**Exercise**
The word "below" may appear in some lines of the data; copy every such line.

**Data provided**
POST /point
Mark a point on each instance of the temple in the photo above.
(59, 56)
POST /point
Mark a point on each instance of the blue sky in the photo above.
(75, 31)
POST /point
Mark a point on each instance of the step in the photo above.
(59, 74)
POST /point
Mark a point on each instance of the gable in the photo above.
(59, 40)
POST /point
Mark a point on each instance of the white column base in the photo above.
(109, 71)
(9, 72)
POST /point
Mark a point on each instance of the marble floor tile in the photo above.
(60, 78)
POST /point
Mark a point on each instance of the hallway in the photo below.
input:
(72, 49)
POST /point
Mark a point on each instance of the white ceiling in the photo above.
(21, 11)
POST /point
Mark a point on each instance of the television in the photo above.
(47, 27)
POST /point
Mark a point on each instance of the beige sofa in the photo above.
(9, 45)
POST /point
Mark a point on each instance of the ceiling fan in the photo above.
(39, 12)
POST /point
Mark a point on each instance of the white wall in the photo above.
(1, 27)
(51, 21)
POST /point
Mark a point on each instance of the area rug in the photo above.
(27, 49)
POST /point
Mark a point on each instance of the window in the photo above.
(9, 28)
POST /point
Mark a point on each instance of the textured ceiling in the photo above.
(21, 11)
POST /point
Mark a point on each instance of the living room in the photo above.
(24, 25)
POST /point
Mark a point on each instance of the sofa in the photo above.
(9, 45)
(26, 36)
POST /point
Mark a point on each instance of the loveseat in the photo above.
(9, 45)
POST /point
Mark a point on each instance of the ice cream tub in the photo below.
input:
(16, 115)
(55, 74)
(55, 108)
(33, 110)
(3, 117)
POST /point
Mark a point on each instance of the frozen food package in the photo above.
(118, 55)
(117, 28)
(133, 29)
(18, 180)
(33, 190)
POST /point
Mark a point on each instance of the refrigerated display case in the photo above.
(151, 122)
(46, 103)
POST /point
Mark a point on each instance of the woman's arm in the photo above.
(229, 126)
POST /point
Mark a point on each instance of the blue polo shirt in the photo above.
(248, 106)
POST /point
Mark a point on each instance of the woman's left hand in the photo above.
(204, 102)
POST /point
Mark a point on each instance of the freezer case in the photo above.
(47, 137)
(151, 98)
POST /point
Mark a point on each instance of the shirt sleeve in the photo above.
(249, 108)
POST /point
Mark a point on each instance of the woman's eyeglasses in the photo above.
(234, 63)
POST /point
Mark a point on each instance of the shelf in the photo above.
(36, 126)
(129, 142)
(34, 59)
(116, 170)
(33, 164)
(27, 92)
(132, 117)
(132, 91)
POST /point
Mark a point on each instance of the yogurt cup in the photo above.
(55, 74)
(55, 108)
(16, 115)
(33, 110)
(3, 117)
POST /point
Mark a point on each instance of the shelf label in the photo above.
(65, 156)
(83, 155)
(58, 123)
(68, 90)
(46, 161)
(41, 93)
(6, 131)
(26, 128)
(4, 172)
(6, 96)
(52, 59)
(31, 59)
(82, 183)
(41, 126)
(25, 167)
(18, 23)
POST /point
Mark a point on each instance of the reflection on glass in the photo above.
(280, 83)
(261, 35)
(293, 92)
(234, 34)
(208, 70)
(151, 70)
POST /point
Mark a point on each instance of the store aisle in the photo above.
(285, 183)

**The answer**
Mark a point on each instance of the hallway in the photo below.
Mark a point on each instance of the ice cream tub in the photo below.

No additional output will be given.